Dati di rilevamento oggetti

╭──

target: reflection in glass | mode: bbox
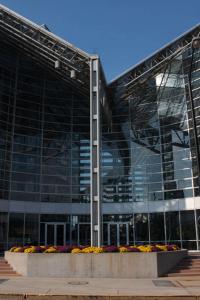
[134,214,149,243]
[149,213,165,243]
[165,211,181,243]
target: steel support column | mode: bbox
[90,56,102,247]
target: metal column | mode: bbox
[90,56,102,247]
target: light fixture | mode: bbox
[55,60,60,69]
[70,70,76,79]
[192,36,200,49]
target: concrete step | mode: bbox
[176,265,200,270]
[0,258,20,276]
[167,252,200,277]
[165,273,200,277]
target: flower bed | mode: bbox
[5,245,187,278]
[10,245,179,254]
[5,245,187,278]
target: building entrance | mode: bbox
[108,223,129,246]
[45,222,66,246]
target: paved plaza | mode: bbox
[0,276,200,300]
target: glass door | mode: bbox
[45,223,66,246]
[78,223,90,246]
[108,223,129,246]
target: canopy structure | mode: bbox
[0,5,90,94]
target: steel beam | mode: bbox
[90,56,102,247]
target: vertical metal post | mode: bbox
[90,56,102,247]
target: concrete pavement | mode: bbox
[0,276,200,300]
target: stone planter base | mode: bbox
[5,250,187,278]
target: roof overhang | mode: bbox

╰──

Il tuo obiettivo: Riscrivi tutti i dati sostituendo "concrete" con "cement" e lasciando invariato tutto il resto. Ometti le immagini.

Soluzione completa:
target: reflection in glass | mode: bbox
[134,214,149,243]
[149,213,165,243]
[165,211,181,243]
target: steel support column | mode: bbox
[90,56,102,247]
target: metal column | mode: bbox
[90,56,102,247]
target: light fixture | mode: bbox
[55,60,60,69]
[70,70,76,79]
[192,36,200,49]
target: cement step | mode: bbox
[176,265,200,270]
[0,258,20,276]
[167,252,200,277]
[165,273,200,277]
target: flower bed | mode: bbox
[5,245,187,278]
[10,245,179,254]
[5,245,187,278]
target: building entrance | mode: bbox
[108,223,129,246]
[45,222,66,246]
target: paved plaza | mode: bbox
[0,276,200,300]
target: glass door | mode: bbox
[45,223,66,246]
[78,223,90,246]
[108,223,129,246]
target: canopy structure | mode: bbox
[0,5,90,94]
target: steel beam | mode: bbox
[90,56,102,247]
target: vertical metal post | mode: bbox
[90,56,102,247]
target: cement pavement | mode: bbox
[0,276,200,300]
target: stone planter base | mode: bbox
[5,250,187,278]
target: roof overhang | mode: bbox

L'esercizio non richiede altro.